===== Material for this task =====

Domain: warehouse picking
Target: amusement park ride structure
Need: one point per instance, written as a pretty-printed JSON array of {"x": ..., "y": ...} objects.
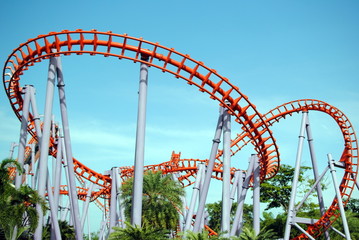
[{"x": 48, "y": 139}]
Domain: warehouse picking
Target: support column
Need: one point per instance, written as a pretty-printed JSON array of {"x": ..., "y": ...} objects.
[
  {"x": 113, "y": 201},
  {"x": 136, "y": 212},
  {"x": 256, "y": 195},
  {"x": 45, "y": 142},
  {"x": 239, "y": 212},
  {"x": 195, "y": 192},
  {"x": 226, "y": 207},
  {"x": 316, "y": 172},
  {"x": 208, "y": 176},
  {"x": 331, "y": 163},
  {"x": 291, "y": 211},
  {"x": 67, "y": 138},
  {"x": 23, "y": 136},
  {"x": 86, "y": 205}
]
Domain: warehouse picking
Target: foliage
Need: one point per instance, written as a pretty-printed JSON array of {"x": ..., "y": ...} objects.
[
  {"x": 17, "y": 206},
  {"x": 94, "y": 236},
  {"x": 353, "y": 205},
  {"x": 138, "y": 233},
  {"x": 67, "y": 231},
  {"x": 161, "y": 199},
  {"x": 190, "y": 235},
  {"x": 277, "y": 190}
]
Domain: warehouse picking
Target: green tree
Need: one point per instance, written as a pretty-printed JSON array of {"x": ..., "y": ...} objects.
[
  {"x": 160, "y": 201},
  {"x": 67, "y": 231},
  {"x": 276, "y": 191},
  {"x": 17, "y": 206},
  {"x": 138, "y": 233}
]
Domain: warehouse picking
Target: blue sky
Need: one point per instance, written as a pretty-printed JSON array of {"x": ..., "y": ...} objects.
[{"x": 274, "y": 51}]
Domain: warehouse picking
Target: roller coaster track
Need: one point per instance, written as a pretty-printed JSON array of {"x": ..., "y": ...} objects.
[{"x": 255, "y": 125}]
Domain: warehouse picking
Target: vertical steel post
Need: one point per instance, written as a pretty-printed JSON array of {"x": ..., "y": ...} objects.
[
  {"x": 113, "y": 201},
  {"x": 67, "y": 146},
  {"x": 12, "y": 147},
  {"x": 35, "y": 114},
  {"x": 136, "y": 212},
  {"x": 239, "y": 212},
  {"x": 256, "y": 195},
  {"x": 291, "y": 210},
  {"x": 23, "y": 135},
  {"x": 316, "y": 172},
  {"x": 120, "y": 201},
  {"x": 45, "y": 143},
  {"x": 331, "y": 162},
  {"x": 86, "y": 205},
  {"x": 55, "y": 229},
  {"x": 58, "y": 172},
  {"x": 196, "y": 189},
  {"x": 208, "y": 176},
  {"x": 226, "y": 208}
]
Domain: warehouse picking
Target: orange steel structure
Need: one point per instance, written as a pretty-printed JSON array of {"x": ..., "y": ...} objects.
[{"x": 256, "y": 126}]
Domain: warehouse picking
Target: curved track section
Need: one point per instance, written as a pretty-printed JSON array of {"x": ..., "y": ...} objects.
[
  {"x": 138, "y": 50},
  {"x": 349, "y": 155}
]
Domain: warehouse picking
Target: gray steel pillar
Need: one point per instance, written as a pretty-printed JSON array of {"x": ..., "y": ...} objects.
[
  {"x": 316, "y": 172},
  {"x": 226, "y": 206},
  {"x": 23, "y": 135},
  {"x": 331, "y": 162},
  {"x": 208, "y": 176},
  {"x": 12, "y": 147},
  {"x": 291, "y": 211},
  {"x": 55, "y": 229},
  {"x": 195, "y": 192},
  {"x": 113, "y": 201},
  {"x": 66, "y": 130},
  {"x": 256, "y": 195},
  {"x": 121, "y": 208},
  {"x": 58, "y": 172},
  {"x": 237, "y": 222},
  {"x": 136, "y": 212},
  {"x": 45, "y": 142},
  {"x": 35, "y": 114}
]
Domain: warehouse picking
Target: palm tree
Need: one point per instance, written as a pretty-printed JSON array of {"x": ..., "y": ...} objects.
[
  {"x": 17, "y": 206},
  {"x": 264, "y": 234},
  {"x": 67, "y": 231},
  {"x": 138, "y": 233},
  {"x": 161, "y": 200}
]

=====

Without including the pictures, return each record above exactly as it stands.

▸ **Result**:
Domain: warehouse picking
Target: amusement park ride structure
Need: one point per instance, written as a pretty-printed JSON array of {"x": ..., "y": ...} objects.
[{"x": 48, "y": 139}]
Domain: warehouse picking
Target: support column
Need: one point per instance, written as a pretty-printed JSON array of {"x": ..., "y": ...} objects.
[
  {"x": 113, "y": 201},
  {"x": 136, "y": 212},
  {"x": 256, "y": 195},
  {"x": 45, "y": 142},
  {"x": 239, "y": 212},
  {"x": 195, "y": 192},
  {"x": 226, "y": 207},
  {"x": 316, "y": 172},
  {"x": 208, "y": 176},
  {"x": 331, "y": 163},
  {"x": 291, "y": 211},
  {"x": 67, "y": 138},
  {"x": 23, "y": 136},
  {"x": 86, "y": 205}
]
Domain: warehouse picking
Target: foliage
Need: one point per instance, written as a pretty-printed JSON array of {"x": ..., "y": ...} objects.
[
  {"x": 17, "y": 206},
  {"x": 94, "y": 236},
  {"x": 353, "y": 205},
  {"x": 138, "y": 233},
  {"x": 67, "y": 231},
  {"x": 161, "y": 199},
  {"x": 190, "y": 235},
  {"x": 277, "y": 190}
]
Domain: warehouse picking
Target: green tree
Need: one point per instance, written as a pretty-printed JSON array of {"x": ..., "y": ...} objects.
[
  {"x": 160, "y": 201},
  {"x": 67, "y": 231},
  {"x": 276, "y": 191},
  {"x": 17, "y": 206},
  {"x": 138, "y": 233}
]
Domain: warehouse picking
Target: blue sky
Need: one point per instance, written as a pretty-printed JSON array of {"x": ..., "y": ...} objects.
[{"x": 274, "y": 51}]
Domain: warehouse picking
Target: roller coaster track
Need: one point per instance, written as a pretty-printed JSON array of {"x": ..., "y": ...} objects.
[{"x": 255, "y": 125}]
Domain: warehouse picking
Target: vertical steel post
Need: one point per instance, written as a pretty-printed JSON array of {"x": ..., "y": ...} objects.
[
  {"x": 113, "y": 201},
  {"x": 67, "y": 146},
  {"x": 12, "y": 147},
  {"x": 35, "y": 114},
  {"x": 136, "y": 212},
  {"x": 239, "y": 212},
  {"x": 256, "y": 195},
  {"x": 291, "y": 210},
  {"x": 23, "y": 135},
  {"x": 316, "y": 172},
  {"x": 120, "y": 201},
  {"x": 45, "y": 143},
  {"x": 331, "y": 162},
  {"x": 86, "y": 205},
  {"x": 55, "y": 229},
  {"x": 58, "y": 172},
  {"x": 196, "y": 189},
  {"x": 208, "y": 176},
  {"x": 226, "y": 208}
]
Domain: warehouse picking
Target: orange steel structure
Need: one point per instance, written as a pretty-printed JSON array of {"x": ..., "y": ...} objects.
[{"x": 256, "y": 126}]
Domain: warehouse picking
Target: curved track section
Need: one point per instance, written as a pretty-printed JSON array of {"x": ..., "y": ...} objects.
[
  {"x": 138, "y": 50},
  {"x": 349, "y": 155}
]
Domain: warehouse picking
Target: gray steel pillar
Need: one point per instance, written as a pretty-printed JSON array of {"x": ..., "y": ...} objects.
[
  {"x": 316, "y": 172},
  {"x": 226, "y": 206},
  {"x": 23, "y": 135},
  {"x": 331, "y": 162},
  {"x": 208, "y": 176},
  {"x": 12, "y": 147},
  {"x": 291, "y": 211},
  {"x": 55, "y": 229},
  {"x": 195, "y": 192},
  {"x": 113, "y": 201},
  {"x": 66, "y": 130},
  {"x": 256, "y": 195},
  {"x": 121, "y": 208},
  {"x": 58, "y": 172},
  {"x": 237, "y": 222},
  {"x": 136, "y": 212},
  {"x": 45, "y": 142},
  {"x": 35, "y": 114}
]
Domain: warehouse picking
Target: palm tree
Need: one point per instance, written as a pretty-printed JSON array of {"x": ..., "y": ...} objects.
[
  {"x": 17, "y": 206},
  {"x": 264, "y": 234},
  {"x": 67, "y": 231},
  {"x": 138, "y": 233},
  {"x": 161, "y": 200}
]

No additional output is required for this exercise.